#### Items from a data source
========================
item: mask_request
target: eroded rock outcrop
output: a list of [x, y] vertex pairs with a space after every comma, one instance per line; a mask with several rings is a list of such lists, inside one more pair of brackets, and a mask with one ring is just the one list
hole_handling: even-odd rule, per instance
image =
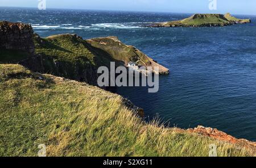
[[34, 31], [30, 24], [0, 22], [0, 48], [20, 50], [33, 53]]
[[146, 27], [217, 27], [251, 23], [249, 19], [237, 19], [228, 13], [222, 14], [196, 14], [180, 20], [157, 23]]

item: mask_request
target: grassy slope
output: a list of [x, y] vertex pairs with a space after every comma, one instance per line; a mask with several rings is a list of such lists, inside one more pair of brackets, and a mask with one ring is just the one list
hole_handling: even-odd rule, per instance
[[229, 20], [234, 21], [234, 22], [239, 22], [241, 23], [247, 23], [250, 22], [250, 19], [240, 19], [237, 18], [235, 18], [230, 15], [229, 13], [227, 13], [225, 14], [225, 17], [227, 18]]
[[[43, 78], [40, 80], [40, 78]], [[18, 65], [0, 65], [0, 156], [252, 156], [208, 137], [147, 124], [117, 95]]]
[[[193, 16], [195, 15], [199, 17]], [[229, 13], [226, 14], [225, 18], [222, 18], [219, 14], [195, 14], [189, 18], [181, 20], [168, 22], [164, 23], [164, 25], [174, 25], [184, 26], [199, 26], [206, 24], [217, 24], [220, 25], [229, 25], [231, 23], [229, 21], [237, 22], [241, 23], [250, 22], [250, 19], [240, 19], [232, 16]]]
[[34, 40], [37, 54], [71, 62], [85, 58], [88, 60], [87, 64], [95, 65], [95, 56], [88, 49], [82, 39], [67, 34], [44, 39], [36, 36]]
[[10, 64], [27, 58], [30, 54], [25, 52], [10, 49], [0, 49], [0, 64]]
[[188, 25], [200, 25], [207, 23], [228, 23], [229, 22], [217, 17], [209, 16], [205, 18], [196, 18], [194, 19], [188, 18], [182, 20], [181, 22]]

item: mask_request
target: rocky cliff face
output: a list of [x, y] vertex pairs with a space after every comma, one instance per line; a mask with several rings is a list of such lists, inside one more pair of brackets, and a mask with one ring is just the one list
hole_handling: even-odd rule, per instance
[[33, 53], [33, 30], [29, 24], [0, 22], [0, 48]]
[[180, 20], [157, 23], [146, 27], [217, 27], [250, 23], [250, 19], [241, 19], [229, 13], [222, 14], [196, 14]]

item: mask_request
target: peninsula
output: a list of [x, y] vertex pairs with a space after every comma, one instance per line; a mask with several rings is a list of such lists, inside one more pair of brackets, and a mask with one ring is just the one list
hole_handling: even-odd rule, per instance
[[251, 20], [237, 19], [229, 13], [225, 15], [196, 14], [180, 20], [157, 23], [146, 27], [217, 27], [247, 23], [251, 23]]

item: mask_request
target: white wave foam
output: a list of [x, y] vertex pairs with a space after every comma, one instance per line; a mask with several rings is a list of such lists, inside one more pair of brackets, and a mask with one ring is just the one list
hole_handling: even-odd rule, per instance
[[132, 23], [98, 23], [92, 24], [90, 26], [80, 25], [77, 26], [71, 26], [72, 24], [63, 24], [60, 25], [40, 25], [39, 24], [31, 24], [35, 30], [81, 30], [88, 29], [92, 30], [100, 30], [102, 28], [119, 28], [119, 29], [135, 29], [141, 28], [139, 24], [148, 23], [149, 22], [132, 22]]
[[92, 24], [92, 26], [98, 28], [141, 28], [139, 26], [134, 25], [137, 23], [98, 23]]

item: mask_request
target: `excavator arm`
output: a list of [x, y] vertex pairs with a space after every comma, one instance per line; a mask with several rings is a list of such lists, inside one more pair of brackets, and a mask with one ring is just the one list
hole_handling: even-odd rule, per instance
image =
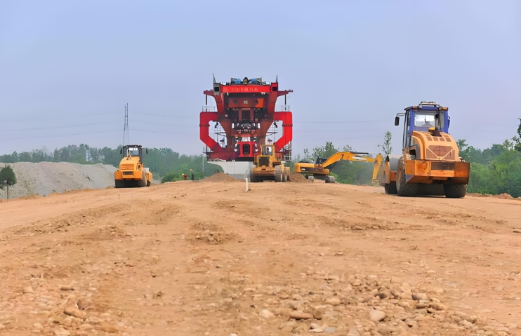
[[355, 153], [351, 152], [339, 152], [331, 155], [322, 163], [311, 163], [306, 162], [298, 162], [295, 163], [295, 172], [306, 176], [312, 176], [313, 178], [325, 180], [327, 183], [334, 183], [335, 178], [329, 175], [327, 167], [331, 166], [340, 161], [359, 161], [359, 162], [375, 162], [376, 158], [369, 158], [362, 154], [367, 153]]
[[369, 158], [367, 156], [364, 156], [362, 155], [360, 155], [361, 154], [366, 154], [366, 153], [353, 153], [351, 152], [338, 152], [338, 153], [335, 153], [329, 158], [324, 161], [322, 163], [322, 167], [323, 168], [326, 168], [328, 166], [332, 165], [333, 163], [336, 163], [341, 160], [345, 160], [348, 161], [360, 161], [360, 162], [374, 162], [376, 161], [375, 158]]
========================
Turn every line of the rows above into a Markdown table with the columns No. and Line, where No. numbers each line in order. Leave out blank lines and the pictures.

| No. | Line |
|---|---|
| 1 | item: mask_request |
| 2 | target: eroded rock outcrop |
| 3 | output: a list of [x, y] vertex pairs with a space after every comma, one instance per line; a mask with several rings is a list of such lists, inside one more pair of brackets, and a mask with one ring is just the one list |
| 4 | hole_handling: even-odd rule, per instance |
| 5 | image = |
| 6 | [[34, 31], [30, 24], [0, 22], [0, 48], [20, 50], [33, 53]] |
| 7 | [[146, 27], [217, 27], [251, 23], [249, 19], [237, 19], [228, 13], [222, 14], [196, 14], [180, 20], [157, 23]] |
| 8 | item: mask_request |
| 9 | target: grassy slope |
| 10 | output: a list of [x, y] vertex pairs with a space after every comma, one instance per line; a mask with several rings is a list of such lists, inside one more pair of brackets, and a mask with one ring is just the one list |
| 11 | hole_handling: even-odd rule, per instance |
| 12 | [[229, 20], [234, 21], [234, 22], [239, 22], [241, 23], [247, 23], [250, 22], [250, 19], [240, 19], [237, 18], [235, 18], [230, 15], [229, 13], [227, 13], [225, 14], [225, 17], [227, 18]] |
| 13 | [[[43, 78], [40, 80], [40, 78]], [[18, 65], [0, 65], [0, 156], [252, 156], [208, 137], [147, 124], [117, 95]]] |
| 14 | [[[193, 16], [195, 15], [199, 17]], [[229, 13], [226, 14], [225, 18], [222, 18], [219, 14], [195, 14], [189, 18], [181, 20], [168, 22], [164, 23], [164, 25], [174, 25], [184, 26], [199, 26], [206, 24], [217, 24], [220, 25], [229, 25], [231, 23], [229, 21], [237, 22], [241, 23], [250, 22], [250, 19], [240, 19], [232, 16]]] |
| 15 | [[34, 40], [37, 54], [71, 62], [85, 58], [88, 60], [87, 64], [95, 65], [95, 56], [88, 49], [82, 39], [67, 34], [44, 39], [36, 36]] |
| 16 | [[10, 64], [27, 58], [30, 54], [25, 52], [10, 49], [0, 49], [0, 64]] |
| 17 | [[188, 25], [200, 25], [207, 23], [228, 23], [229, 22], [217, 17], [209, 16], [205, 18], [196, 18], [194, 19], [188, 18], [182, 20], [181, 22]] |
| 18 | item: mask_request |
| 19 | target: rocky cliff face |
| 20 | output: a list of [x, y] vertex pairs with a space after every comma, one instance per line; a mask with several rings is a list of such lists, inside one more pair of brackets, and a mask with one ring is just the one list |
| 21 | hole_handling: even-odd rule, per instance |
| 22 | [[33, 53], [33, 30], [29, 24], [0, 22], [0, 48]] |
| 23 | [[180, 20], [157, 23], [146, 27], [217, 27], [250, 23], [250, 19], [241, 19], [229, 13], [222, 14], [196, 14]] |
| 24 | item: mask_request |
| 25 | target: peninsula |
| 26 | output: a list of [x, y] vertex pairs with a space after every comma, one instance per line; a mask with several rings is a list of such lists, inside one more pair of brackets, and a mask with one ring is just the one list |
| 27 | hole_handling: even-odd rule, per instance |
| 28 | [[251, 20], [237, 19], [229, 13], [225, 15], [196, 14], [180, 20], [157, 23], [146, 27], [217, 27], [247, 23], [251, 23]] |
| 29 | item: mask_request |
| 30 | target: white wave foam |
| 31 | output: a list of [x, y] vertex pairs with a space after every comma, one instance per line; a mask with several rings is a list of such lists, inside one more pair of brackets, and a mask with one ring is just the one list |
| 32 | hole_handling: even-odd rule, per instance |
| 33 | [[132, 23], [98, 23], [92, 24], [90, 26], [80, 25], [77, 26], [71, 26], [72, 24], [63, 24], [60, 25], [40, 25], [39, 24], [31, 24], [35, 30], [81, 30], [88, 29], [92, 30], [100, 30], [102, 28], [119, 28], [119, 29], [135, 29], [141, 28], [139, 24], [148, 23], [149, 22], [132, 22]] |
| 34 | [[92, 24], [92, 26], [98, 28], [141, 28], [139, 26], [134, 25], [137, 23], [98, 23]] |
| 35 | item: mask_request |
| 36 | target: `excavator arm` |
| 37 | output: a list of [x, y] vertex pairs with a space after every comma, one instance per line; a mask with several rings is a list of such lists, inside one more pair of brackets, and a mask with one ring is just the one list |
| 38 | hole_handling: even-odd rule, per instance |
| 39 | image = |
| 40 | [[355, 153], [351, 152], [339, 152], [331, 155], [322, 163], [311, 163], [306, 162], [298, 162], [295, 163], [295, 172], [306, 176], [312, 176], [313, 178], [325, 180], [327, 183], [334, 183], [335, 178], [329, 175], [327, 167], [331, 166], [340, 161], [359, 161], [359, 162], [375, 162], [376, 158], [369, 158], [362, 154], [367, 153]] |
| 41 | [[369, 158], [367, 156], [364, 156], [362, 155], [360, 155], [361, 154], [366, 154], [366, 153], [353, 153], [351, 152], [338, 152], [338, 153], [335, 153], [329, 158], [324, 161], [322, 163], [322, 167], [323, 168], [326, 168], [328, 166], [332, 165], [333, 163], [336, 163], [341, 160], [345, 160], [348, 161], [360, 161], [360, 162], [374, 162], [376, 161], [375, 158]] |